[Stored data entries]
# # # # # # #

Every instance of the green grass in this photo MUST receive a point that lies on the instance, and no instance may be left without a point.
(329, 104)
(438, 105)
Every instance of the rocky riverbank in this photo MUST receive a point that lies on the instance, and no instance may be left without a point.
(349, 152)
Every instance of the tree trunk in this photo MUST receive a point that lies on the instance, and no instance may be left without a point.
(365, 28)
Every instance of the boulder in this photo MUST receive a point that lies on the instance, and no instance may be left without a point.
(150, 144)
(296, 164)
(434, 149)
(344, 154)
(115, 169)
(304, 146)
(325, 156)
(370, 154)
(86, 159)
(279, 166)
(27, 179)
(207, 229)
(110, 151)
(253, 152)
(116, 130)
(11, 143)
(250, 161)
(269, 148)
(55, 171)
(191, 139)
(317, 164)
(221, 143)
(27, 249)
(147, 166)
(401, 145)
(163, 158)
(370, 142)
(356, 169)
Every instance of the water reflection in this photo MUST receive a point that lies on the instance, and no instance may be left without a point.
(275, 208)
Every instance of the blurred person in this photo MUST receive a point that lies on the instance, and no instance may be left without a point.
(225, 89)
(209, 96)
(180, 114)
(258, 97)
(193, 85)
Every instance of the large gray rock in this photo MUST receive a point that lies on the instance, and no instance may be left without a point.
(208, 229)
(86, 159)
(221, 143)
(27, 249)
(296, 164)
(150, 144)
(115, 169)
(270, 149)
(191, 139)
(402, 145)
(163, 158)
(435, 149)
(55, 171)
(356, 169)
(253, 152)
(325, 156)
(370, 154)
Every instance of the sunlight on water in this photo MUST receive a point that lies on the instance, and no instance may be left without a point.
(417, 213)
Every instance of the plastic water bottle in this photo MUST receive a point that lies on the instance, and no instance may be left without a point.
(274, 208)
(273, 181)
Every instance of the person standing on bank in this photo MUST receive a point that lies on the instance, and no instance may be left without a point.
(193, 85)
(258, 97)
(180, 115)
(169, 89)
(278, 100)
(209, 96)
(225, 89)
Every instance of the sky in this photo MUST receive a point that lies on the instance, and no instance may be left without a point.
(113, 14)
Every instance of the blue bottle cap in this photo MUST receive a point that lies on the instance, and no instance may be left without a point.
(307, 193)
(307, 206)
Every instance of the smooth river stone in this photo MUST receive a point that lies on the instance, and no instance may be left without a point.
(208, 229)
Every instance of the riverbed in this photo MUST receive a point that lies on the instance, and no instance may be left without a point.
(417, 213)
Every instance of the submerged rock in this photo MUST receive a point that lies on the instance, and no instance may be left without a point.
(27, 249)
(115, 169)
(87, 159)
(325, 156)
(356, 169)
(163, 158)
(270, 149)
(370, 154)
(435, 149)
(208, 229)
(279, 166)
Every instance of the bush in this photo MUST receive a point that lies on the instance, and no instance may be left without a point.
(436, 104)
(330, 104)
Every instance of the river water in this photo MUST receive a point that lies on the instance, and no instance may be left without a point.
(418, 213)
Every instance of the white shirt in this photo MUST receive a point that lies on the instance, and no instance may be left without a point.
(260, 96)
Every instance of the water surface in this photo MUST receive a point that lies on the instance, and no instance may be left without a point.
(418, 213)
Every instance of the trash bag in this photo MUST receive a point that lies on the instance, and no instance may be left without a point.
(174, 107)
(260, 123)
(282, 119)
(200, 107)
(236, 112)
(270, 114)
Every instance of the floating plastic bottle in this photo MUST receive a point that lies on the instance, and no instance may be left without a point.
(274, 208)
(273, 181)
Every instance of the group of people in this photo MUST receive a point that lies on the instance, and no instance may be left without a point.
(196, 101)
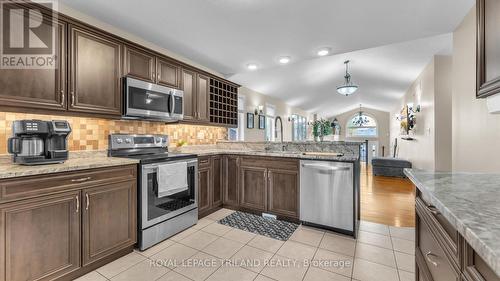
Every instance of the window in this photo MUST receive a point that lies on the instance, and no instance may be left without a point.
(238, 134)
(299, 129)
(270, 114)
(361, 125)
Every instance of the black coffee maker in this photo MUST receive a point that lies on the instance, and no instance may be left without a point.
(36, 142)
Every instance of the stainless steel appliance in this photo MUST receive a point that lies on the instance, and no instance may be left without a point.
(144, 100)
(36, 142)
(159, 216)
(327, 195)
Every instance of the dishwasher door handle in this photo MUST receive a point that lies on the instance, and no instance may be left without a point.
(326, 168)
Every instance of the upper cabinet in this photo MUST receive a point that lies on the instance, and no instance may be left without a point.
(488, 46)
(95, 72)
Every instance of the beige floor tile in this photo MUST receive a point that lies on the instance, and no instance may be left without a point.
(251, 258)
(284, 269)
(338, 244)
(405, 246)
(295, 250)
(223, 248)
(375, 239)
(374, 227)
(181, 235)
(202, 223)
(406, 276)
(199, 240)
(217, 229)
(369, 271)
(173, 276)
(307, 236)
(265, 243)
(145, 270)
(174, 255)
(239, 235)
(407, 233)
(316, 274)
(230, 273)
(405, 262)
(334, 262)
(156, 248)
(375, 254)
(92, 276)
(114, 268)
(199, 266)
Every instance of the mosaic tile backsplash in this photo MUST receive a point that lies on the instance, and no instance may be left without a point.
(92, 133)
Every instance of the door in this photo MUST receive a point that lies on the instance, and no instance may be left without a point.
(168, 73)
(189, 87)
(38, 88)
(283, 192)
(94, 73)
(231, 180)
(202, 98)
(139, 64)
(253, 188)
(109, 219)
(41, 237)
(216, 181)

# # # # # # #

=== WHAT IS REQUIRED ===
Without including any pictures, output all the entries above exactly.

=== TASK RESULT ===
Every instance of the green grass in this photo MUST receive a point that lies on the instance, and no instance may be left without a point.
(329, 104)
(438, 105)
Every instance of the rocky riverbank in this photo MUST receive a point that lies on the instance, and no instance may be left without a point.
(349, 152)
Every instance of the tree trunk in this photo MUST receive a point that lies on the instance, and no instance may be left without a point.
(365, 28)
Every instance of the boulder in this photo MUST receive a point that lies on the instance, and no instance may be left without a point.
(150, 144)
(296, 164)
(434, 149)
(344, 154)
(115, 169)
(304, 146)
(325, 156)
(370, 154)
(86, 159)
(279, 166)
(27, 179)
(207, 229)
(110, 151)
(253, 152)
(116, 130)
(11, 143)
(250, 161)
(269, 148)
(55, 171)
(191, 139)
(317, 164)
(221, 143)
(27, 249)
(147, 166)
(401, 145)
(163, 158)
(370, 142)
(356, 169)
Every instance of the water reflection in this photo MUST receive a point that lies on the instance, and no instance may be left without a point.
(275, 208)
Every instance of the blurred person in this photo MUST receive a point that lies on the instance, and no instance may be left without a point.
(225, 89)
(209, 96)
(180, 114)
(258, 97)
(193, 85)
Every instance of the large gray rock in this photo MUST receive a point that lies on the instance, and no instance may be left without a point.
(208, 229)
(86, 159)
(221, 143)
(27, 249)
(296, 164)
(150, 144)
(115, 169)
(270, 149)
(191, 139)
(402, 145)
(163, 158)
(435, 149)
(55, 171)
(356, 169)
(253, 152)
(325, 156)
(370, 154)
Every instance of the sunlight on water in this photo MUST receive a point that lies on the instance, and no instance may be left without a point.
(417, 213)
Every instance of the plastic water bottle in this photo MUST receive a point that lies on the instance, and no instance may be left without a point.
(274, 208)
(273, 181)
Every instance of the person standing on bank in this photo MUST receive a point that lies on the instance, and no instance may be left without a point.
(193, 85)
(258, 97)
(180, 115)
(169, 89)
(278, 100)
(209, 96)
(225, 89)
Every instance of the sky in this photo MUST receive a point that lies on the instance, and no instance may be left without a point.
(113, 14)
Every instance of the blue bottle cap in this photo MUST receive a point that lies on the instance, and no instance may be left without a point.
(307, 193)
(307, 206)
Every instance of the smooth river stone in this photo MUST receive a point that lies on the instance, and no instance may be left without a point.
(208, 229)
Every instance of the riverbed in this photo MUST receive a point that lies on the instance, and no instance may be left without a point.
(417, 213)
Every instance of the submerged rock in this photo MUST receive a point that lies on the instance, and no instance may be left without a point.
(27, 249)
(115, 169)
(87, 159)
(325, 156)
(356, 169)
(163, 158)
(270, 149)
(370, 154)
(435, 149)
(208, 229)
(279, 166)
Every instance of the bush in this photo MUST receive a point that lies on the instance, and no instance may be left without a point.
(436, 104)
(330, 104)
Every instance of the river water in this photo MUST receive a point that lies on the instance, and no instance may be left without a point.
(418, 213)
Every instance of the white shirt in this photo MUST receive a point that lies on the instance, and no instance may be left without a point.
(260, 96)
Every instance of the water surface in this photo MUST receive a point that lies on the instance, and no instance may be left without a point.
(418, 213)
Every instance of the trash bag in this photo MUST receive a point that lies on the instance, and no instance may be left without a point.
(174, 107)
(260, 123)
(282, 119)
(200, 107)
(236, 112)
(270, 114)
Every instance of the floating plastic bottle in this photo MUST receive a point that lies on the instance, and no instance may be left without a point.
(274, 208)
(273, 181)
Every instance of the group of people in this photo MUST receive a point that lies on the instance, and no instance may be left without a point.
(196, 101)
Every instance of the window in this photo MUST receive a point that lies on the instance, and no instance may be left without a point.
(238, 134)
(299, 129)
(270, 114)
(361, 125)
Every instance of the black coffee maker in this photo MUST receive a point that lies on the instance, and no instance may be left without a point.
(36, 142)
Every instance of the stainless steel appliance in this photo MUST receive a point that lies on the instance, and no instance may be left without a point.
(144, 100)
(36, 142)
(159, 216)
(327, 195)
Every instance of the dishwasher door handle in this photo MUST receive a point that lies on the instance, and no instance may be left without a point.
(326, 168)
Every instance of the upper cabinet in this photo MUST receive a point that lies on the instance, and no instance may be left without a point.
(488, 46)
(95, 72)
Every instance of the beige floor tile in this photo MUST receive a point that lies on the instance, and no instance may be left without a point.
(251, 258)
(284, 269)
(338, 244)
(405, 246)
(295, 250)
(223, 248)
(375, 239)
(374, 227)
(181, 235)
(202, 223)
(406, 276)
(199, 240)
(217, 229)
(369, 271)
(173, 276)
(307, 236)
(265, 243)
(145, 270)
(174, 255)
(239, 235)
(407, 233)
(316, 274)
(230, 273)
(405, 262)
(334, 262)
(156, 248)
(375, 254)
(92, 276)
(114, 268)
(199, 266)
Every instance of the mosaic tile backsplash in this photo MUST receive a point that lies on the instance, and no instance may be left without a point.
(92, 133)
Every instance of the door in this photo MUST receive a point that lies on the instance, and no instance may be left without a point.
(168, 73)
(189, 87)
(38, 88)
(283, 192)
(94, 73)
(231, 180)
(202, 98)
(139, 64)
(253, 188)
(109, 219)
(41, 237)
(216, 181)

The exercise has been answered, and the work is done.